THE PROBLEM: Retype the records below so that each one matches exactly.

THE INPUT:
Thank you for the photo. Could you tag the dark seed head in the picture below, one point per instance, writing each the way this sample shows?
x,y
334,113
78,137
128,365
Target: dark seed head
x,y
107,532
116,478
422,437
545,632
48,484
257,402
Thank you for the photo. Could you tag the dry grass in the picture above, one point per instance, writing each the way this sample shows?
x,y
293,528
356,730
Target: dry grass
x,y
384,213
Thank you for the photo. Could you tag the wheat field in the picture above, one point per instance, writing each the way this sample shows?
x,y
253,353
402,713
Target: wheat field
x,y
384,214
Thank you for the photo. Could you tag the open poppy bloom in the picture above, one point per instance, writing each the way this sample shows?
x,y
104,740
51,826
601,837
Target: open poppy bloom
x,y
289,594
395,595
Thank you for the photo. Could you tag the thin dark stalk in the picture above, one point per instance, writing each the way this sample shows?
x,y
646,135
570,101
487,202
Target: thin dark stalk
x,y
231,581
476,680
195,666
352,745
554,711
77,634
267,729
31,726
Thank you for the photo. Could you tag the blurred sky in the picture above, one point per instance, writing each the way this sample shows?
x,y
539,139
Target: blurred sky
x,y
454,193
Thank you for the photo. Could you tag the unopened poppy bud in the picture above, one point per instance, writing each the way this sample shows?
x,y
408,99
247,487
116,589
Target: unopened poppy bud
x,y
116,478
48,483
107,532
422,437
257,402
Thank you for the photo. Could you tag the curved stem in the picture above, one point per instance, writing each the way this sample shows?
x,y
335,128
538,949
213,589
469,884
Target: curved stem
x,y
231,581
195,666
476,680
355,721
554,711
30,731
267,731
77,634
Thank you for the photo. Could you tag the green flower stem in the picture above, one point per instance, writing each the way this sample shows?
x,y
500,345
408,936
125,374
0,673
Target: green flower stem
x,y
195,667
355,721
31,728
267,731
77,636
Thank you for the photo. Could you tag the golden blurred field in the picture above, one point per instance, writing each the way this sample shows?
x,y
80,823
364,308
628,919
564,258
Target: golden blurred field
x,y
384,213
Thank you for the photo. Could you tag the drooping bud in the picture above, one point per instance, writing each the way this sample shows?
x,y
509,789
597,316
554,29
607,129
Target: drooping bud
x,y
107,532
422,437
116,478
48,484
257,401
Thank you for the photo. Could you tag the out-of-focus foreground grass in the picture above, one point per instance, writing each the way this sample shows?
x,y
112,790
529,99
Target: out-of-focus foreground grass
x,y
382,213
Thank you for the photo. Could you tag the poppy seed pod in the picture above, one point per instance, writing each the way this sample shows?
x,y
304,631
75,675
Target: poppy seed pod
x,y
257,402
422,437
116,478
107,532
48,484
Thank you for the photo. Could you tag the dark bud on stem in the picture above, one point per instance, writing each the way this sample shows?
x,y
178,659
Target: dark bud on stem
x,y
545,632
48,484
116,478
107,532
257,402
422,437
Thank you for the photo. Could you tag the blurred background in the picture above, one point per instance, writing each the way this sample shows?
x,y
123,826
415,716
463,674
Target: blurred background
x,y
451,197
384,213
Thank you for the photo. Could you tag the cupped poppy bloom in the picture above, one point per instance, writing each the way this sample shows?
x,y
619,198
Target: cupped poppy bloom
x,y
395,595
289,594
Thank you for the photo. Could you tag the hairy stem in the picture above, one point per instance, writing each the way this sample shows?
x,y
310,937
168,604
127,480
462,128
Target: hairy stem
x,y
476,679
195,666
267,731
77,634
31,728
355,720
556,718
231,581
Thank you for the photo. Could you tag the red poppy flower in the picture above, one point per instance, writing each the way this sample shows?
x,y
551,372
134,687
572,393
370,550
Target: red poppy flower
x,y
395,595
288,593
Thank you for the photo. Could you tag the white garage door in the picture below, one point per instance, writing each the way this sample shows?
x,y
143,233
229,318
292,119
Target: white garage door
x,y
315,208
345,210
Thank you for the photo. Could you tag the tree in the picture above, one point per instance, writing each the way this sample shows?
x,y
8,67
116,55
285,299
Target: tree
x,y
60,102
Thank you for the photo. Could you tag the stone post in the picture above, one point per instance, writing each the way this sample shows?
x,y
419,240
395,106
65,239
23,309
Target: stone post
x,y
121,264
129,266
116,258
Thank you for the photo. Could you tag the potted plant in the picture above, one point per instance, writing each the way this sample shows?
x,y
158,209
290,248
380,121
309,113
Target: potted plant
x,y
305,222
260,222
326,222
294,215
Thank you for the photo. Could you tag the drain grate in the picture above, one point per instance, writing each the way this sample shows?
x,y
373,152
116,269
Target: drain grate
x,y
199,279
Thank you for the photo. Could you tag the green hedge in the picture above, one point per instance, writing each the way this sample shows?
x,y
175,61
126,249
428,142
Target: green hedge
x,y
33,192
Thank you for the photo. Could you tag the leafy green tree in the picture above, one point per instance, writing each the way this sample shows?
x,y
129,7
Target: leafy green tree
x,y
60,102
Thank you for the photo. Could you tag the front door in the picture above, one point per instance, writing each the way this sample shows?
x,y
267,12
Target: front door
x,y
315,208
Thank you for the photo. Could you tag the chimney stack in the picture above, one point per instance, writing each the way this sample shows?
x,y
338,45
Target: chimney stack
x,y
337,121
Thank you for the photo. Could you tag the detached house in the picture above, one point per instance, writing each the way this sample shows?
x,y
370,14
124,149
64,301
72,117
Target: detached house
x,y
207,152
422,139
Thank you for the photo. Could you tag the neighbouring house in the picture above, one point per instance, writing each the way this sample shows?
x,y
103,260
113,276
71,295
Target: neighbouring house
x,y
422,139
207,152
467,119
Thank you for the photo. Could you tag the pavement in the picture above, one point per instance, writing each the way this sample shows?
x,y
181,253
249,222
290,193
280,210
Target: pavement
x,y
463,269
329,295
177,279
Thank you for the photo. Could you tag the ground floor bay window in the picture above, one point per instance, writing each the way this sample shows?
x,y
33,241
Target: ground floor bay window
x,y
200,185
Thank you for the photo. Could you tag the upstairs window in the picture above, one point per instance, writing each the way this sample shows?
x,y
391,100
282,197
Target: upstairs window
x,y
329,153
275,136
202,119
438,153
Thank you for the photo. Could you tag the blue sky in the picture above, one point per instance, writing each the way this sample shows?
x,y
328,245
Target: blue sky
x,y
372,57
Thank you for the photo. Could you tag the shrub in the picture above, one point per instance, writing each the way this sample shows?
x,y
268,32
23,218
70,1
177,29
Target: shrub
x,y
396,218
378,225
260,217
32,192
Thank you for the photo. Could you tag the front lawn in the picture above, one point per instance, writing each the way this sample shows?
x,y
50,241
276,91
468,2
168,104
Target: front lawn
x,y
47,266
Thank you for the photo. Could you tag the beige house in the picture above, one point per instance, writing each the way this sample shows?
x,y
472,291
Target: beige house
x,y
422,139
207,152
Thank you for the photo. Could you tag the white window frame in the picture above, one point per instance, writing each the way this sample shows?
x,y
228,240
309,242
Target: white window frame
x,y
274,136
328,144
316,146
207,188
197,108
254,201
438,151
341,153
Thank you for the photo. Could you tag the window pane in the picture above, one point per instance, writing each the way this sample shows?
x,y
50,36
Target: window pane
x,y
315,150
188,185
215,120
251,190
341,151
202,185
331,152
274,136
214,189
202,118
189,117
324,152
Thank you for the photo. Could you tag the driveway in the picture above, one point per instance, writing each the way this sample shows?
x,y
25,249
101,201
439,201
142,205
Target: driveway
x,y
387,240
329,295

YOUR SOLUTION:
Thank you for the photo. Could you tag the dark seed head in the picture below, one point per instance, writing each the way this sample shows?
x,y
334,113
78,137
128,365
Target: dark seed head
x,y
107,532
116,478
422,437
545,632
48,484
257,402
Thank you for the photo. Could you tag the dry grass in the picture above, one point per instance, writing each the way this sample shows?
x,y
293,528
356,730
Target: dry grass
x,y
384,213
Thank you for the photo. Could you tag the wheat field in the picture above, one point per instance, writing each the way this sample shows?
x,y
253,353
402,713
Target: wheat field
x,y
384,214
Thank you for the photo. Could you tag the open poppy bloom in the picture above, one point per instance, writing each the way this sample shows?
x,y
104,740
51,826
601,837
Target: open poppy bloom
x,y
289,594
395,595
Thank you for the photo. Could you tag the thin dark stalk in the picture above, one point per instance, writing each the way this sample shows?
x,y
646,135
570,101
487,202
Target: thin dark stalk
x,y
231,581
476,680
195,666
352,745
554,711
77,634
267,729
31,726
Thank you for the photo. Could you tag the blurred sky in the picture above, one point per instance, writing each the way this sample shows?
x,y
539,139
Target: blurred sky
x,y
454,193
Thank you for the photo. Could you tag the unopened poppy bud in the picture above, one point per instance, writing each the way this sample shows?
x,y
408,99
247,487
116,589
Target: unopened poppy bud
x,y
116,478
48,483
107,532
422,437
257,402
Thank you for the photo. Could you tag the curved stem in the picture above, one point per instance, writing each the way this sample shows?
x,y
335,128
538,949
213,589
469,884
Target: curved stem
x,y
231,581
195,666
476,680
355,721
554,711
30,731
267,731
77,634
Thank you for the photo. Could you tag the green flower stem in the picture above, one point per instance, writing each the way this sample shows?
x,y
500,345
408,936
125,374
0,673
Target: green flower stem
x,y
195,667
355,721
31,728
267,731
77,636
Thank you for the photo. Could you tag the golden blurred field in the picture above, one point per instance, writing each the way this sample shows?
x,y
80,823
364,308
628,919
564,258
Target: golden blurred field
x,y
384,213
Thank you for the photo. Could you tag the drooping bud in the picture above, one point per instance, writing each the way this sample shows?
x,y
509,789
597,316
554,29
607,129
Target: drooping bud
x,y
107,532
422,437
116,478
48,484
257,401
Thank you for the photo. Could you tag the out-of-focus foreground grass in the picture above, one point per instance, writing each the way this sample shows?
x,y
112,790
529,99
Target: out-of-focus foreground grass
x,y
382,213
Thank you for the photo. Could you tag the poppy seed pod in the picture above, one point per instance, writing each the way this sample shows?
x,y
304,631
75,675
Target: poppy seed pod
x,y
257,402
422,437
116,478
107,532
48,484
Thank you for the photo. Could you tag the dark bud on stem in the picture above, one point per instance, writing each the way this sample shows?
x,y
178,659
Target: dark bud on stem
x,y
545,632
48,484
116,478
107,532
257,402
422,437
Thank you for the photo. Could you tag the blurred background in the picture above, one point per instance, writing each the way this sample shows?
x,y
123,826
415,716
463,674
Target: blurred background
x,y
451,197
384,213
Thank you for the photo. Could you tag the cupped poppy bloom in the picture above, one point per instance, writing each the way this sample shows?
x,y
619,198
Target: cupped poppy bloom
x,y
395,595
289,594
Thank you for the photo. Could you tag the hairy stem in the picture above, one point per instance, writing each the way this sample shows?
x,y
310,937
168,604
127,480
462,128
Target: hairy stem
x,y
476,679
195,666
267,731
77,634
31,728
355,720
556,718
231,581
Thank you for the photo. Could you tag the red poppy flower in the picture above, one point per instance, writing each the way this sample shows?
x,y
551,372
134,687
572,393
370,550
Target: red poppy flower
x,y
395,595
288,593
Thank you for the photo. Could you tag the white garage door in the picture below, one point per instance, writing each the way this sample shows?
x,y
143,233
229,318
292,119
Target: white garage door
x,y
315,208
345,210
Thank you for the photo. Could you tag the tree in the picture above, one point per instance, writing each the way this sample shows?
x,y
8,67
116,55
285,299
Target: tree
x,y
60,102
Thank you for the photo. Could you tag the stone post in the picture above, one point per instance, writing each the way this sample shows?
x,y
419,240
395,106
65,239
23,309
Target: stone post
x,y
121,264
129,266
116,258
Thank you for the photo. Could you tag the potted plant in the picture above, one point per instance, writing each the way this sample shows?
x,y
158,209
290,248
380,121
309,113
Target: potted plant
x,y
305,222
260,222
326,222
294,215
Thank you for the photo. Could you tag the drain grate in the picture above, one point per instance, writing each the way this sample shows?
x,y
373,152
116,269
Target: drain grate
x,y
199,279
Thank you for the photo. Could you tag the green hedge in the picture above, one point per instance, writing each the way this sample shows?
x,y
175,61
126,249
428,142
Target: green hedge
x,y
33,192
Thank you for the photo. Could you tag the leafy green tree in the picture above, one point per instance, writing each the way this sample shows?
x,y
129,7
Target: leafy green tree
x,y
60,102
Thank you for the photo. Could you tag the front door in the picture above, one point per instance, writing each the way this sample shows?
x,y
267,12
Target: front door
x,y
315,208
Thank you for the photo. Could you tag the chimney stack in the picture above, one point per instance, writing each the way this sample shows?
x,y
338,45
Target: chimney stack
x,y
337,121
Thank you for the photo. Could you tag the detached house in the picture above, one point per instance, writing each the way this sample shows?
x,y
370,14
124,149
64,301
72,117
Target: detached house
x,y
207,152
422,139
Thank you for the photo. Could you tag the neighbouring house in the picture above, one point per instance, writing each the way this sample shows?
x,y
103,260
113,276
71,295
Target: neighbouring house
x,y
422,139
207,152
467,119
Thank you for the photo. Could you tag the pavement in the picture above, one point per instance, writing each the way this sample shows?
x,y
181,253
249,222
290,193
280,210
Target: pavement
x,y
463,269
329,295
177,279
Thank you for the photo. Could you tag the ground floor bay window in the picture above, one point per instance, writing each the way this sample shows?
x,y
33,241
Target: ground floor bay window
x,y
200,185
Thank you for the photo. Could you tag the upstairs window in the picture above, one point per instance, writing each the way this sample shows?
x,y
391,100
282,197
Target: upstairs window
x,y
329,153
275,136
202,119
438,153
Thank you for the photo. Could you tag the blue sky in the picture above, one point per instance, writing each the way this sample shows?
x,y
328,245
Target: blue sky
x,y
372,57
Thank you for the photo. Could you tag the shrub in the picture above, one point per instance, writing each the way this sample shows?
x,y
268,32
23,218
70,1
177,29
Target: shrub
x,y
396,218
378,225
260,217
32,192
Thank you for the photo. Could you tag the front lawn in the picture above, one point per instance, writing each the way this sample shows?
x,y
50,241
276,91
468,2
168,104
Target: front lawn
x,y
47,266
Thank you for the photo. Could you tag the beige house in the picture above, one point per instance, writing each the way this sample shows?
x,y
472,291
Target: beige house
x,y
422,139
207,152
Thank you for the photo. Could you tag the white window frame in the picture above, one point per instance, writing each the way this sample shows?
x,y
228,240
309,242
Target: white window frame
x,y
274,136
328,144
316,146
207,188
197,108
254,201
438,151
341,153
Thank you for the photo. Could you tag the window pane in the picture above, one point per instance, writing each the way this sample shows?
x,y
50,36
Target: window pane
x,y
315,150
188,185
215,120
251,190
341,151
202,185
331,152
274,136
214,189
202,118
189,117
324,152
Thank you for the photo. Could you tag the driveway in the picture above, one point per instance, writing each the way this sample shows?
x,y
25,249
101,201
439,201
142,205
Target: driveway
x,y
387,240
329,295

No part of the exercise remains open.